• **Description of the task**
Reproduce the records exactly, beginning with their first line and ending with the line that contains "positive clicks: (61, 369) (91, 347)", and output nothing more.

(Stored data entries)
* * * *
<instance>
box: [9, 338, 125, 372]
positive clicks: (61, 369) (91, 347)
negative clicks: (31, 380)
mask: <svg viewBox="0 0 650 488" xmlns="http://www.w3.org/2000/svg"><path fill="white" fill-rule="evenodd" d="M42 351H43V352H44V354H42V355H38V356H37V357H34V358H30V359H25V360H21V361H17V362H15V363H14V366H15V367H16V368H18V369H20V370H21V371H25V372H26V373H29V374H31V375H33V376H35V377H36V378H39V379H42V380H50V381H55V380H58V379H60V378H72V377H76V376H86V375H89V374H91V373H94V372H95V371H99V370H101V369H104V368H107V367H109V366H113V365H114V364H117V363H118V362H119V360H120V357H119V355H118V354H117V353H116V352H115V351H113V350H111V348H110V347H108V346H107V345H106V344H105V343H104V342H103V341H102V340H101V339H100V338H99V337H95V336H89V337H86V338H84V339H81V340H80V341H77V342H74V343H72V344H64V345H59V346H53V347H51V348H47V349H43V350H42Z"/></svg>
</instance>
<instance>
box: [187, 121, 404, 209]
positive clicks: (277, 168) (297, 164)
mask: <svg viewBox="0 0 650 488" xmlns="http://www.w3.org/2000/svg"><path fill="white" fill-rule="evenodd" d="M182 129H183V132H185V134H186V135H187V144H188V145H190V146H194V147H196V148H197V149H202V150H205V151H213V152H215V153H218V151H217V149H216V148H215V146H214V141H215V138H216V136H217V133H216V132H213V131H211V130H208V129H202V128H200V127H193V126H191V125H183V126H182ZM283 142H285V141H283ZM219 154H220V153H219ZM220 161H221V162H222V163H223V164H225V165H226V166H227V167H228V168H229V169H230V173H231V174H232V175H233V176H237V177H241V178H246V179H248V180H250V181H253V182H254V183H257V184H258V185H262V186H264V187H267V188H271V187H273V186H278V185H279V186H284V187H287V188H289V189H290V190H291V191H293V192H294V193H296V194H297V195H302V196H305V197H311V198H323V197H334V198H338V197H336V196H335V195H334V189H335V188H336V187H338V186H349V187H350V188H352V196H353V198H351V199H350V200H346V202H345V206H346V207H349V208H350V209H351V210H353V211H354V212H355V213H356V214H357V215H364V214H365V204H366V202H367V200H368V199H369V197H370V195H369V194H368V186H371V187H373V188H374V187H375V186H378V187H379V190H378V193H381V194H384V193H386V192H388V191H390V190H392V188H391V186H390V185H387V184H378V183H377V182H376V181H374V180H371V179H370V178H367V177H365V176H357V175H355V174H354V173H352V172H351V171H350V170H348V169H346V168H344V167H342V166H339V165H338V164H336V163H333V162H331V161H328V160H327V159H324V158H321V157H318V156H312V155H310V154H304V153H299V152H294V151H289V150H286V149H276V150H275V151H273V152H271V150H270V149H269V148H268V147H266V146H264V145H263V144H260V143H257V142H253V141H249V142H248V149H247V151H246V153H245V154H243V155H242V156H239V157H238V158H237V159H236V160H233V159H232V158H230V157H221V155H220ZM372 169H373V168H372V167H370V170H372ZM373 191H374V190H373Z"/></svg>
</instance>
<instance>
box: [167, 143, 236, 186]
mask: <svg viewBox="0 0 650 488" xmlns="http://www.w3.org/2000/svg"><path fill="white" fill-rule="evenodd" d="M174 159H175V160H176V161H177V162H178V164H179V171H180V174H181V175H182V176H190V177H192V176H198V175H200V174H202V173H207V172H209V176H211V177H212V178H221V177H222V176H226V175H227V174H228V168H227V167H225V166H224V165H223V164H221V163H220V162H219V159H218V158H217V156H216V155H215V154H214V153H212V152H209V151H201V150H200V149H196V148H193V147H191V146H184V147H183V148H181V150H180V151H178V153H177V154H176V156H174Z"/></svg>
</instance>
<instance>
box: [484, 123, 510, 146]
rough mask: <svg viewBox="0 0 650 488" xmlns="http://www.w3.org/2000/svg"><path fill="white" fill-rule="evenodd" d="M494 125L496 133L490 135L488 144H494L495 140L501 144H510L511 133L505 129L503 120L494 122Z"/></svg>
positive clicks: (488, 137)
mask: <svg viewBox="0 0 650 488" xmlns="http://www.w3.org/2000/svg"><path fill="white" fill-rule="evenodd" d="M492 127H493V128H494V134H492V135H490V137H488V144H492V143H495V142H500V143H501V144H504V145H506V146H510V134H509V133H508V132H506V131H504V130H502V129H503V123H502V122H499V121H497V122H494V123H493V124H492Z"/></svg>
* * * *
• **Solution to the exercise**
<instance>
box: [9, 338, 125, 372]
positive clicks: (61, 369) (91, 347)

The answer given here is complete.